== Short problem 1 ==
In the Second Life rant below, who co-founded Extropia and was then the leading voice in the Immersionist movement?
== Short problem 2 ==
Carry on the Second Life rant from the point where it stops.

== Source passage ==
==========

Sunday, May 23, 2010

The Death of the Digital Person in Second Life: An Old School Botgirl Rant

After playing virtual world philosopher all last week, I'm done. Fuck the semantics. Fuck the reductionism. Fuck the whole postmortem. Because that's what it's been. An intellectual autopsy. The utopian dream of the transcendent Digital Person is stone cold dead. Killed not by the hand of Linden Lab, but by the silent testimony of our dear departed brothers and sisters; those whose virtual lives shined so hot and bright that they threatened to burn-out their human hosts if not extinguished.

I awoke in Second Life two years ago into a climate a virtual revolution. At its center was the Independent State of Extropia, a hotbed of intellectual ferver, utopian idealism and walk-your-talk activism.  At that time, the leading voice in the Immersionist movement was Extropia co-founder Sophrosyne Stenvaag. Although the details of her story are unique, I believe the rise and fall of her virtual life reflects a common trajectory.

Soph was one of the rare individuals in any world living a life dedicated to the actualization of her highest ideals. While today we trade lukewarm snarkiness about the Mainland's remaking through the post-adult retro-suburbanism of Linden Homes, in the summer of 2007 Sophrosyne railed with outrage at the mere idea of a conventional-looking structure in Second Life. She expressed the intimate interbeing of the Virtual World and the Digital Person when she wrote:
Building some Newport Beach condo, or a mall that looks like, well, a mall - is forcing the atomic world into a place it's not meant to fit. It's a little rape of our world's autonomy, selfhood, uniqueness.
Treating us - whether we call ourselves Digital Persons, Artificial Persons, whatever, or just any of the people in our world - as masks for an atomic world person - well, that's exactly the same kind of thing. It's griefing, it's a profound violation of our selfhood in our world.

==========

== Data ==
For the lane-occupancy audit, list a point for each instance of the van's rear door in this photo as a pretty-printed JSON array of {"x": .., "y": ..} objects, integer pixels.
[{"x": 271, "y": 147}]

==========

== Right answer 1 ==
Sophrosyne Stenvaag.

== Right answer 2 ==
This admittedly radical perspective stemmed from the premise that Digital People are the rightful indigenous natives of the virtual world because they are a genuinely emergent form of sentient life, rather than mere augmentations of human identifies. In a January '08 blog post she wrote,
I'm not someone playing a role, or manipulating an avatar like a chesspiece or a mask I speak from behind. I'm not anything but what I seem to be. 
At the dawn of 2008, Sophrosyne was at the forefront of both the personal and professional expression of virtual identity. In the public domain, she was the chief promoter and facilitator of a wide-ranging series of Extropian conferences and salons featuring notable scientists, religious leaders, business people and artists. Behind the scenes in her private life, Soph and her polyamourous quad family group pushed the boundaries of loving committed relationship. A year and a half later, Sophrosyne and two out of her three family members had left Second Life (you can read her swan song here) and posts stopped appearing on the Extropia blog.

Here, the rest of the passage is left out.